* Page extract *
Transitioning Your Business Model to Grow Your Business-as-a-Service
More and more companies are realizing that transitioning their businesses to as-a-Service models is the answer to driving higher growth, more profitable, and stable revenue streams. Welcome to the fourth and final part of this series:
If you haven’t read the previous parts, you might want to take a quick look before returning here.
In this installment, we will discuss the key metrics to track and capabilities to nurture to ensure you execute this transition successfully – along with a few tips and tricks I have learned (often the hard way) over the years.
This series makes no assumptions about prior experience with as-a-Service models. It is equally applicable to companies that have technology at their cores and those that don’t. A massive amount of content has been written on related topics and the main goal here is not to repeat or replace that, but to simplify and help you begin – or at least consider – the journey.
Part 3 –XaaS Models and Metrics
The title of this series talks about “Profitable, Recurring Revenue Streams” but, so far, we have spent a lot of time reviewing the ‘recurring’ element and less talking about profits. Now it’s time to address that.

* Record extracts *

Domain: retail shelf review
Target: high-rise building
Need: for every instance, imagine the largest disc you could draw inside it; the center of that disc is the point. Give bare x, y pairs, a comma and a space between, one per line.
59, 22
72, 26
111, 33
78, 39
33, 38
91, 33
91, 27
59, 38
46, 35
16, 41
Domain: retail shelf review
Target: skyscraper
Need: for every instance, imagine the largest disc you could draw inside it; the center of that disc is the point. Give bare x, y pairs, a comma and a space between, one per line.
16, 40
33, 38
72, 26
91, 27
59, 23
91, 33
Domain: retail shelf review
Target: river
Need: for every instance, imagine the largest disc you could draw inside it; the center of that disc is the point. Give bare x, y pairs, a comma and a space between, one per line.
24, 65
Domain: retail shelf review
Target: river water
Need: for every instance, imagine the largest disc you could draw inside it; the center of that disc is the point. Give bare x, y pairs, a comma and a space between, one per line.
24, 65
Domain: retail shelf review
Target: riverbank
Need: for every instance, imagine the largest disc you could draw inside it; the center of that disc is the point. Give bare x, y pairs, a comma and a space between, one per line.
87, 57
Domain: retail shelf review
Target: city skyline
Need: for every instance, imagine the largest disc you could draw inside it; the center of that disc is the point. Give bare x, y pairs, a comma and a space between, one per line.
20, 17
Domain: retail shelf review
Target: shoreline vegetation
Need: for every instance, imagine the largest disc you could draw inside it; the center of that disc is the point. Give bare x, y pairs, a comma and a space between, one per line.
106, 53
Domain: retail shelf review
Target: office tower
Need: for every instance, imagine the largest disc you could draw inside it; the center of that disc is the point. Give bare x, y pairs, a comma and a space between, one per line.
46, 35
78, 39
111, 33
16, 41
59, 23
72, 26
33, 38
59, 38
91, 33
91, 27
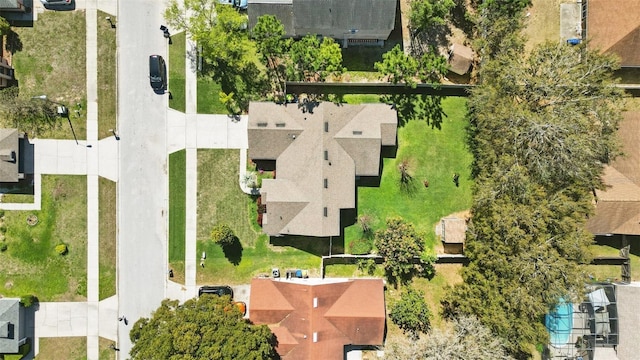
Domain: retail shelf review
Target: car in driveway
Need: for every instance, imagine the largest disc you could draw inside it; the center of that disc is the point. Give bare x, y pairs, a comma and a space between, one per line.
216, 290
157, 73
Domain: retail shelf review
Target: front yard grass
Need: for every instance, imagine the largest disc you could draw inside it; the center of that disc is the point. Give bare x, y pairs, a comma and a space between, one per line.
50, 59
177, 71
70, 348
432, 155
220, 200
209, 97
107, 71
108, 251
30, 265
177, 205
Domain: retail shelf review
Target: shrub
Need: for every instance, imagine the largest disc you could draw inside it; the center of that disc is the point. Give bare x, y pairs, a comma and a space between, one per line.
411, 313
62, 249
361, 247
28, 300
223, 235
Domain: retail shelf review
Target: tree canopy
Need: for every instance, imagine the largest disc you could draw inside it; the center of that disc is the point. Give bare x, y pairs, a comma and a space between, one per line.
400, 68
541, 130
465, 339
411, 313
207, 328
403, 251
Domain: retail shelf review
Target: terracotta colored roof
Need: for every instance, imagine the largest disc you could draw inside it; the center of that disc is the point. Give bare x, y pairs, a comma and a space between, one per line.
453, 230
319, 152
613, 26
618, 207
326, 315
460, 58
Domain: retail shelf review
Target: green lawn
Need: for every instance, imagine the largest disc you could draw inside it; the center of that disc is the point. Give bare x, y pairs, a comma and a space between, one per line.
54, 65
613, 272
177, 71
209, 97
220, 200
433, 155
69, 348
30, 264
107, 59
108, 251
177, 205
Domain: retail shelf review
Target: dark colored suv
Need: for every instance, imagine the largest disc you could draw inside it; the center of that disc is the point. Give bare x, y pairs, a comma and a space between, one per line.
157, 73
216, 290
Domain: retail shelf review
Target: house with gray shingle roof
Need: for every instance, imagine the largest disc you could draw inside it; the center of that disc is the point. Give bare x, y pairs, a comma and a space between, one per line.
12, 327
319, 151
347, 21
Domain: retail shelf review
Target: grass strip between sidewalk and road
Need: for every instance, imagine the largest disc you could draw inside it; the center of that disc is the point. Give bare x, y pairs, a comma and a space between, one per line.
177, 72
107, 238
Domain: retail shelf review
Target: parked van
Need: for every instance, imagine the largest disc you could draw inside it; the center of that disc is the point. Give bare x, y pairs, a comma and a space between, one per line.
157, 73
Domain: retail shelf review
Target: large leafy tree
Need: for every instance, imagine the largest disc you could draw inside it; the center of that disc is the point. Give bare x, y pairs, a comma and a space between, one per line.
30, 115
229, 55
313, 59
411, 313
466, 339
403, 251
541, 130
273, 47
400, 68
207, 328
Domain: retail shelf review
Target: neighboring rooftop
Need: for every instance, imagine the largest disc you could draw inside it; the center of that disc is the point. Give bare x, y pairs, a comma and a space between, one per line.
618, 207
613, 26
319, 150
339, 19
316, 320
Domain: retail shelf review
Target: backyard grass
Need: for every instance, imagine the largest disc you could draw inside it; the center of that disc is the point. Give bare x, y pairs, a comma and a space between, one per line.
49, 59
177, 205
433, 155
177, 71
69, 348
107, 71
108, 251
17, 198
220, 200
614, 272
209, 97
543, 23
30, 265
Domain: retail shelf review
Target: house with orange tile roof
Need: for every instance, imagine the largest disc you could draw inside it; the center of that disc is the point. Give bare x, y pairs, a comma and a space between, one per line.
316, 319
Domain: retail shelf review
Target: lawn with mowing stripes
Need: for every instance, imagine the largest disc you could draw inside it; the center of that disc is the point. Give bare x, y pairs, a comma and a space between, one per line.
432, 155
177, 205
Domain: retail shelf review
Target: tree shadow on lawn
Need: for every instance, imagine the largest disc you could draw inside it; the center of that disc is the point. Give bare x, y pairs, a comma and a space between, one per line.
233, 252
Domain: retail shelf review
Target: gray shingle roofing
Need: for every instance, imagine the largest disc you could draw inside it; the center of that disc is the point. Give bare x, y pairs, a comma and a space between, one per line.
318, 155
356, 19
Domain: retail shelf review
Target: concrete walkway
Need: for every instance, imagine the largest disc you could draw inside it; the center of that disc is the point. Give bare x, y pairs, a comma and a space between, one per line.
192, 131
92, 158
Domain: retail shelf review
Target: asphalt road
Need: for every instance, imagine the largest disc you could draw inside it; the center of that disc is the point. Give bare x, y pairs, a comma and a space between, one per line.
143, 181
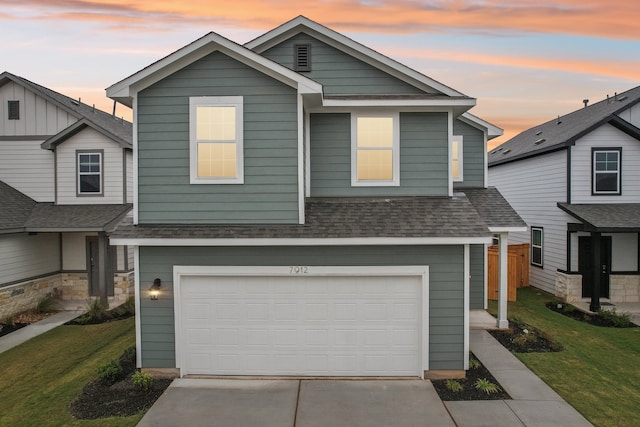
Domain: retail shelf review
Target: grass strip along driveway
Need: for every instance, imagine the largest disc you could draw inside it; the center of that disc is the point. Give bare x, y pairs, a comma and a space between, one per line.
40, 378
598, 372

* Problem set *
1: What does the as-a-Service article say the series assumes about prior experience with as-a-Service models?
2: Set down everything in the as-a-Service article from "Part 3 –XaaS" down to "to address that.", word for word.
3: Sum up the as-a-Service article in two sentences.
The material plays no role in any of this work.

* The answers *
1: It makes no assumptions about prior experience with as-a-Service models.

2:
Part 3 –XaaS Models and Metrics
The title of this series talks about “Profitable, Recurring Revenue Streams” but, so far, we have spent a lot of time reviewing the ‘recurring’ element and less talking about profits. Now it’s time to address that.

3: The article opens the final installment of a series on moving businesses to as-a-Service models, covering key metrics to track, capabilities to nurture, and tips the writer has learned over the years. The series assumes no prior experience, applies to companies with or without technology at their core, and now turns from recurring revenue to profits.